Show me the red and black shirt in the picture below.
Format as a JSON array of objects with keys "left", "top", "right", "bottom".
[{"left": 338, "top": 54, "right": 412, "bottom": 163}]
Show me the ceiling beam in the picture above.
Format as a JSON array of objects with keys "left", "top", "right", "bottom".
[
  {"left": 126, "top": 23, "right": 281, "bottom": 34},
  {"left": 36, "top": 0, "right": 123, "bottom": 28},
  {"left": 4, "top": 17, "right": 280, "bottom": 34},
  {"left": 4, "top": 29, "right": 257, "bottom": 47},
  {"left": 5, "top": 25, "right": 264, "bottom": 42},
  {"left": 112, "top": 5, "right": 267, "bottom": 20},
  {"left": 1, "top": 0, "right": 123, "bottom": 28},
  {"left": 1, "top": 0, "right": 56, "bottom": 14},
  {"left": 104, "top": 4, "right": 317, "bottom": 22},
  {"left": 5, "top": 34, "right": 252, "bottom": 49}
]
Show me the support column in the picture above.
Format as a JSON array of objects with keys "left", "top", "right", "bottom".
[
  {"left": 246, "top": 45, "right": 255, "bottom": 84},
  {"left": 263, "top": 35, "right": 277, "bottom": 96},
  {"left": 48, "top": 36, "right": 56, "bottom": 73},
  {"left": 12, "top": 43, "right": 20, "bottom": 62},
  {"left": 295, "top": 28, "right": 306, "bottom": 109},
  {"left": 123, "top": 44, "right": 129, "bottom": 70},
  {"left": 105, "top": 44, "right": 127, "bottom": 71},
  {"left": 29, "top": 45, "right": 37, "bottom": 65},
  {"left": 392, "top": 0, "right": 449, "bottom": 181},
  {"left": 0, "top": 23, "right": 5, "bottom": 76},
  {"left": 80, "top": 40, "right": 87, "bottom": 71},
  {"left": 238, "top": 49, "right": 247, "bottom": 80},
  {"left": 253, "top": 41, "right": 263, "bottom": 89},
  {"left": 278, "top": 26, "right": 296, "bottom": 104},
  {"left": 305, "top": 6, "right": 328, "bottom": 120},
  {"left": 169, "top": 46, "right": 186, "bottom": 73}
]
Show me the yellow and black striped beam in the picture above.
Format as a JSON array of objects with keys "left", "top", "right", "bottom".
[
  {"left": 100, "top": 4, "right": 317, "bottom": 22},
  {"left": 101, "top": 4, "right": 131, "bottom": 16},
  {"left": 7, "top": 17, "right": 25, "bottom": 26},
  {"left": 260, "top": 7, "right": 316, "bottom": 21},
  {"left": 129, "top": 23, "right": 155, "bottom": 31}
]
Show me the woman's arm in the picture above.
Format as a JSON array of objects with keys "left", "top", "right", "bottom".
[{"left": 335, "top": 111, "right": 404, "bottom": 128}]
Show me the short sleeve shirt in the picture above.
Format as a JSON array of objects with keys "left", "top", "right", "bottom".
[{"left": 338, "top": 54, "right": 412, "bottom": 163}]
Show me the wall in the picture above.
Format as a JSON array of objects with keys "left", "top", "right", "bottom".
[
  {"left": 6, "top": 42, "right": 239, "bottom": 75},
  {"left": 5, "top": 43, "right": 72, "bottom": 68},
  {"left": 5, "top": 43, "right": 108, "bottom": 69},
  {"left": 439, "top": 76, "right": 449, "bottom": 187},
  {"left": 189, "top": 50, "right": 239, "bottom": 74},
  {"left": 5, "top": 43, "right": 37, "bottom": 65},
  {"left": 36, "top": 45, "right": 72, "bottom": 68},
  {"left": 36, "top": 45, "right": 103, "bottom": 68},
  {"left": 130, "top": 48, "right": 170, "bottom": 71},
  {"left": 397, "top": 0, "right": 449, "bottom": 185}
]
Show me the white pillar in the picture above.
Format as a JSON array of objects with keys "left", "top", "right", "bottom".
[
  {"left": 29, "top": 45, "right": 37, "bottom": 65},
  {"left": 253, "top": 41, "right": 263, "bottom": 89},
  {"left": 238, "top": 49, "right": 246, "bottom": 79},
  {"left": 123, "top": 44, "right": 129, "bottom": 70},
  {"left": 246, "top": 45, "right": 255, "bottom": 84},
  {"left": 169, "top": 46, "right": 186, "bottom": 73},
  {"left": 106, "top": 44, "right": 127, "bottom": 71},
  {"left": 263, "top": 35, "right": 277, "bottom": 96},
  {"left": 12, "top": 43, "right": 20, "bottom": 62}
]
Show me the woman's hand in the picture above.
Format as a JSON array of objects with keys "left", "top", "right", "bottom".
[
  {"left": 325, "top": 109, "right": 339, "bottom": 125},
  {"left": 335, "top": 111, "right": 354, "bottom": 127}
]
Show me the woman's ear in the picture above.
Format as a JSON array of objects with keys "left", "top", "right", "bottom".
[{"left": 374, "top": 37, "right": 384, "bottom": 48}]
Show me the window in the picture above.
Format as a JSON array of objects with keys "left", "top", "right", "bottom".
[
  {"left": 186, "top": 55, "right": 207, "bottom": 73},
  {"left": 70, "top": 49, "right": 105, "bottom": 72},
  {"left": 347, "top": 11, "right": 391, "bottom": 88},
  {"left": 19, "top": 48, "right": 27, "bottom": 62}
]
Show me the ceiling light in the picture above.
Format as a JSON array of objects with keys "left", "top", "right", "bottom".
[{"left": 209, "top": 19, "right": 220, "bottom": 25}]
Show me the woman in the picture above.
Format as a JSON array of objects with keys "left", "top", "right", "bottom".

* * * * * * *

_WORK INSTRUCTION_:
Wherever the string "above" appears in the records, copy the whole line.

_RESPONSE TO THE EXERCISE_:
Show me the ceiling beam in the picture above.
Show me the support column in the picture above.
Show me the yellow and black striped beam in the picture above.
Show me the woman's arm in the picture above.
Show me the short sleeve shirt in the picture above.
Show me the wall in the picture above.
Show me the white pillar in the picture above.
Show me the woman's hand in the picture above.
Show me the woman's ear in the picture above.
Show me the window in the picture above.
Show me the ceiling light in the picture above.
Show me the woman in the picture above.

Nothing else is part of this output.